** Begin DATA SHOWN **

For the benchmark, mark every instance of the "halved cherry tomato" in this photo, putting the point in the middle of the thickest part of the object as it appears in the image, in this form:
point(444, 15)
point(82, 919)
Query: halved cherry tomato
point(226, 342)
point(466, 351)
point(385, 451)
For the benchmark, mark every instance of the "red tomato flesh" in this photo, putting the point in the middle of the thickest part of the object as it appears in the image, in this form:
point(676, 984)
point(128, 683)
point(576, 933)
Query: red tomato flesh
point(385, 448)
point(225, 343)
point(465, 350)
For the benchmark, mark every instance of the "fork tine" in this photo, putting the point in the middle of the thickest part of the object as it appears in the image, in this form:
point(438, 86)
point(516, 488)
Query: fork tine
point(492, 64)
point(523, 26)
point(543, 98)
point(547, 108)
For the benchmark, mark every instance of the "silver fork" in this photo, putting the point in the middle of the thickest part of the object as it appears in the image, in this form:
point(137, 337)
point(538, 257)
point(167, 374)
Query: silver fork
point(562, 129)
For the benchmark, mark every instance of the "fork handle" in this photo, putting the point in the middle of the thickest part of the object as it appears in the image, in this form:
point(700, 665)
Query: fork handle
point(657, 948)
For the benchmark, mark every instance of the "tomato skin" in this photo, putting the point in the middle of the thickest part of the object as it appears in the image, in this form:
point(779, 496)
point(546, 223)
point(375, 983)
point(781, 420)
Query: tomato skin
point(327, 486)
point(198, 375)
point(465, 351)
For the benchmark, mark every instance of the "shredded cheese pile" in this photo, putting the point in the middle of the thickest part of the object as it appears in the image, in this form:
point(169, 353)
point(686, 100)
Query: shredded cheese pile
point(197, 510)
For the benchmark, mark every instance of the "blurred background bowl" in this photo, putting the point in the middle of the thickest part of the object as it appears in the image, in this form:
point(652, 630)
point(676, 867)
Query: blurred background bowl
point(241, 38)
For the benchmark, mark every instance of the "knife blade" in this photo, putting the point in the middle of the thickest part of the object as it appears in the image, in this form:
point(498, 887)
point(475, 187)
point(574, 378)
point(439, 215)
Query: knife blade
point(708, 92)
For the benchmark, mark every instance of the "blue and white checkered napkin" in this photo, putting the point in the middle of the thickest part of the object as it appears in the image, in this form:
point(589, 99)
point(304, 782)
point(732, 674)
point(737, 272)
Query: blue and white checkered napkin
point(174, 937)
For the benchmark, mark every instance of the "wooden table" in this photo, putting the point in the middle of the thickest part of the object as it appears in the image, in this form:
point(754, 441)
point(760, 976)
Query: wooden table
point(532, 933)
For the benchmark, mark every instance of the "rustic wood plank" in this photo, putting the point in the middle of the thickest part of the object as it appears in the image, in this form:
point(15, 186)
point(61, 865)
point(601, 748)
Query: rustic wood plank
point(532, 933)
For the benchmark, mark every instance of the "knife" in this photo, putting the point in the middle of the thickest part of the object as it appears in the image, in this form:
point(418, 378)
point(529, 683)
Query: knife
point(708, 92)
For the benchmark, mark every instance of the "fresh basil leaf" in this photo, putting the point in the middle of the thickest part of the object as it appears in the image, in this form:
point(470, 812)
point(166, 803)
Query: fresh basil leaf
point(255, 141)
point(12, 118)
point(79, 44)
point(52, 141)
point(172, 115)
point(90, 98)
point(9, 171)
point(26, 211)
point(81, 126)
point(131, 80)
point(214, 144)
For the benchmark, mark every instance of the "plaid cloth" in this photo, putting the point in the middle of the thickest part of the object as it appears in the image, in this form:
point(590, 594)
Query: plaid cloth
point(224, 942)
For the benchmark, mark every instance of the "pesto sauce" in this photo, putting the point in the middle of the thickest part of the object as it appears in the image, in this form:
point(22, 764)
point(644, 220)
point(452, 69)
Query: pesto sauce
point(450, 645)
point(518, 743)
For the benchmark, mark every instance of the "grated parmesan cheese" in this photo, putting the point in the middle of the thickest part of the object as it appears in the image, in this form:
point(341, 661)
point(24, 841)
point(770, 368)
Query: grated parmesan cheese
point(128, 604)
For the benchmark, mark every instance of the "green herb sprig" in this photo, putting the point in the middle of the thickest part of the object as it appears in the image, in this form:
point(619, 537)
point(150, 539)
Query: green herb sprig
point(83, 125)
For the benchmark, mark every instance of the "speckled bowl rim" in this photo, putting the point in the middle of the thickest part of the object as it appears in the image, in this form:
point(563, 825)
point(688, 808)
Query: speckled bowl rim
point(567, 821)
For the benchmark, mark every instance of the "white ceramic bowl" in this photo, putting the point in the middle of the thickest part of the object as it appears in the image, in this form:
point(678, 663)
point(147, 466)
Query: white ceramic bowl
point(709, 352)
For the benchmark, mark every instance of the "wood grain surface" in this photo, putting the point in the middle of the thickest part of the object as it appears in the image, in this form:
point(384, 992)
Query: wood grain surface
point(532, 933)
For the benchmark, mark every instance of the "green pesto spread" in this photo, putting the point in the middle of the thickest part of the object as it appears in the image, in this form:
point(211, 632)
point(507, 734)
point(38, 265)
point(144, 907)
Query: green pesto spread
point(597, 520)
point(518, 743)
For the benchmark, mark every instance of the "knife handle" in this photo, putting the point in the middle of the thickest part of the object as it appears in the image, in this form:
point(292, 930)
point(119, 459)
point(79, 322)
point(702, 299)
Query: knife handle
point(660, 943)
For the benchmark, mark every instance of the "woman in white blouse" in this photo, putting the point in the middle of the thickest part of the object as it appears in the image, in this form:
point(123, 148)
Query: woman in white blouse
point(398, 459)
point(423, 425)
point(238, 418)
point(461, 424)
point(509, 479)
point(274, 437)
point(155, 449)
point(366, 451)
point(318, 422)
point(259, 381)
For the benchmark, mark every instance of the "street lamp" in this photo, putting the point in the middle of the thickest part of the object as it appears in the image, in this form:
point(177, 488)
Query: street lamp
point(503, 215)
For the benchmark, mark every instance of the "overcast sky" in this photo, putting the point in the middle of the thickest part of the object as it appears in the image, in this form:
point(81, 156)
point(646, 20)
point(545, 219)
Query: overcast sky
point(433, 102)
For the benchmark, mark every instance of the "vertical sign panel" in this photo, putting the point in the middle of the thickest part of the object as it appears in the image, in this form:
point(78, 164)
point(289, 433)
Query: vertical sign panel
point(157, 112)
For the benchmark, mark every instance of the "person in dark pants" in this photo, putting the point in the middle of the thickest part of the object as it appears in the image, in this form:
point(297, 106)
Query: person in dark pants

** End DATA SHOWN **

:: WRITTEN INSTRUCTION ::
Please revise all the records above, replacing "thickest part" with "widest part" wherever it occurs and leaving every other word as it is.

:: OUTPUT BELOW ::
For the benchmark, mark every instance of the "halved cherry tomato" in this photo, putting the point in the middle of the widest part of the object as it appears in the image, in this form:
point(444, 15)
point(82, 919)
Query: halved cherry tomato
point(226, 342)
point(466, 351)
point(385, 451)
For the benchmark, mark every instance of the "red tomato flesh" in this photo, putting the point in the middle of the widest part of the object as it appears in the image, in this form:
point(676, 984)
point(128, 683)
point(576, 933)
Query: red tomato flesh
point(385, 448)
point(225, 343)
point(465, 350)
For the benchmark, mark every instance of the "fork tine" in this photo, putting the point in the middle of the widest part of the object as it appears in the image, in this form:
point(438, 86)
point(516, 488)
Query: fork tine
point(492, 64)
point(523, 26)
point(543, 98)
point(547, 108)
For the benchmark, mark every instance of the "silver fork" in this photo, putting the point in the middle of the widest part of the object as it appears in the image, in this form:
point(137, 337)
point(538, 257)
point(167, 374)
Query: silver fork
point(562, 129)
For the benchmark, mark every instance of the "fork handle" in this photo, putting the point in the middle of the widest part of the object as it appears in the image, in this form:
point(700, 665)
Query: fork handle
point(657, 948)
For the benchmark, mark every instance of the "tomato skin" in this photo, putting the point in the middle of the widest part of the object as it appears in the image, in this form:
point(779, 496)
point(546, 223)
point(375, 983)
point(781, 420)
Query: tomato skin
point(327, 486)
point(198, 375)
point(465, 351)
For the benchmark, mark every instance of the "shredded cheese pile" in this photo, putting the point in the middle of the widest part of the object as it appears in the image, in this form:
point(169, 353)
point(686, 100)
Query: shredded cheese pile
point(197, 510)
For the benchmark, mark every instance of the "blurred background bowl" in this photo, putting the point in the middle of the widest part of the object as it appears in the image, in this form:
point(652, 630)
point(676, 867)
Query: blurred background bowl
point(241, 38)
For the benchmark, mark every instance of the "knife blade" in this photo, putting the point in the middle of the widest part of the object as it appears in the image, in this form:
point(498, 887)
point(475, 187)
point(574, 378)
point(439, 215)
Query: knife blade
point(708, 92)
For the benchmark, mark every instance of the "blue and white checkered napkin" in this photo, putting the point in the middle of the widest part of the object as it appears in the image, in this form:
point(589, 99)
point(304, 782)
point(732, 674)
point(737, 272)
Query: blue and white checkered napkin
point(174, 937)
For the benchmark, mark every instance of the "wooden table" in this photo, putting the point in the middle of the widest part of the object as it appears in the image, in this form:
point(754, 441)
point(760, 976)
Query: wooden table
point(532, 933)
For the benchmark, mark every instance of the "rustic wood plank" in this photo, putting the point in the middle of the widest part of the object as it appears in the image, in this form:
point(15, 186)
point(61, 865)
point(601, 748)
Query: rustic wood plank
point(532, 933)
For the benchmark, mark every instance of the "knife" in this photo, putting the point in the middle of the widest part of the object as it appears in the image, in this form:
point(418, 378)
point(529, 683)
Query: knife
point(708, 92)
For the benchmark, mark every instance of the "fresh basil leaf" in this photo, putting the point in the middle of the widest part of the object as it appears in the image, in this form:
point(470, 812)
point(166, 803)
Query: fresh basil leaf
point(255, 141)
point(12, 118)
point(79, 44)
point(52, 141)
point(172, 115)
point(90, 98)
point(9, 171)
point(26, 211)
point(81, 126)
point(131, 80)
point(214, 144)
For the benchmark, mark every instance of the "plaid cloth" in this photo, putting the point in the middle of the widest part of the object as it appears in the image, in this form:
point(590, 594)
Query: plaid cloth
point(224, 942)
For the benchmark, mark every instance of the "pesto sauce" in this photo, putting the point in the middle of the widest part of the object as it appears in the image, in this form:
point(22, 764)
point(644, 220)
point(452, 69)
Query: pesto sauce
point(450, 645)
point(518, 743)
For the benchmark, mark every instance of the "grated parmesan cheese" in this photo, putting the point in the middle of the widest part of the object as it appears in the image, in this form:
point(341, 661)
point(24, 841)
point(770, 368)
Query: grated parmesan cheese
point(128, 604)
For the benchmark, mark every instance of the "green herb sprig" in this photo, putting the point in the middle of the widest part of the object as it appears in the image, in this form:
point(619, 537)
point(150, 539)
Query: green herb sprig
point(83, 125)
For the benchmark, mark every instance of the "speckled bowl rim" in this photo, putting the point in the middle of the widest part of the object as it appears in the image, in this form:
point(563, 825)
point(688, 808)
Query: speckled bowl rim
point(567, 821)
For the benchmark, mark every instance of the "white ceramic bowl" in this photo, putting the point in the middle of the widest part of the object as it appears in the image, in this form:
point(678, 663)
point(147, 466)
Query: white ceramic bowl
point(709, 352)
For the benchmark, mark every instance of the "wood grain surface" in this photo, putting the point in the middle of the widest part of the object as it appears in the image, in this form:
point(384, 992)
Query: wood grain surface
point(532, 933)
For the benchmark, mark every instance of the "green pesto spread" in this photo, putting the point in the middle of the widest part of the object as it appears in the image, in this form:
point(211, 632)
point(507, 734)
point(38, 265)
point(144, 907)
Query: green pesto spread
point(597, 520)
point(518, 743)
For the benchmark, mark every instance of the "knife handle" in this photo, putting the point in the middle of the widest part of the object as it appears in the image, in this form:
point(292, 930)
point(119, 459)
point(79, 322)
point(702, 299)
Query: knife handle
point(660, 943)
For the benchmark, mark every instance of the "woman in white blouse" in this photo, putting the point in the middle of the widest part of the object as it appears in the image, in this form:
point(123, 148)
Query: woman in white blouse
point(398, 459)
point(423, 425)
point(238, 418)
point(461, 424)
point(509, 479)
point(274, 437)
point(155, 449)
point(366, 451)
point(318, 422)
point(259, 381)
For the benchmark, mark every instance of the "street lamp" in this photo, putting the point in the middle of the widest part of the object as it appears in the image, in this form:
point(177, 488)
Query: street lamp
point(503, 215)
For the benchmark, mark every instance of the "overcast sky" in this photo, putting the point in the middle of the widest part of the object as it appears in the image, in this form:
point(81, 156)
point(646, 20)
point(545, 219)
Query: overcast sky
point(433, 102)
For the benchmark, mark every instance of the "vertical sign panel" in this photo, putting the point in the middle of the widest part of the object as it appears in the image, in this form:
point(78, 164)
point(289, 433)
Query: vertical sign panel
point(157, 112)
For the benchmark, mark every instance of the "person in dark pants" in this photo, putting the point in the middle of the widest part of the object as it appears in the image, in this form:
point(297, 106)
Query: person in dark pants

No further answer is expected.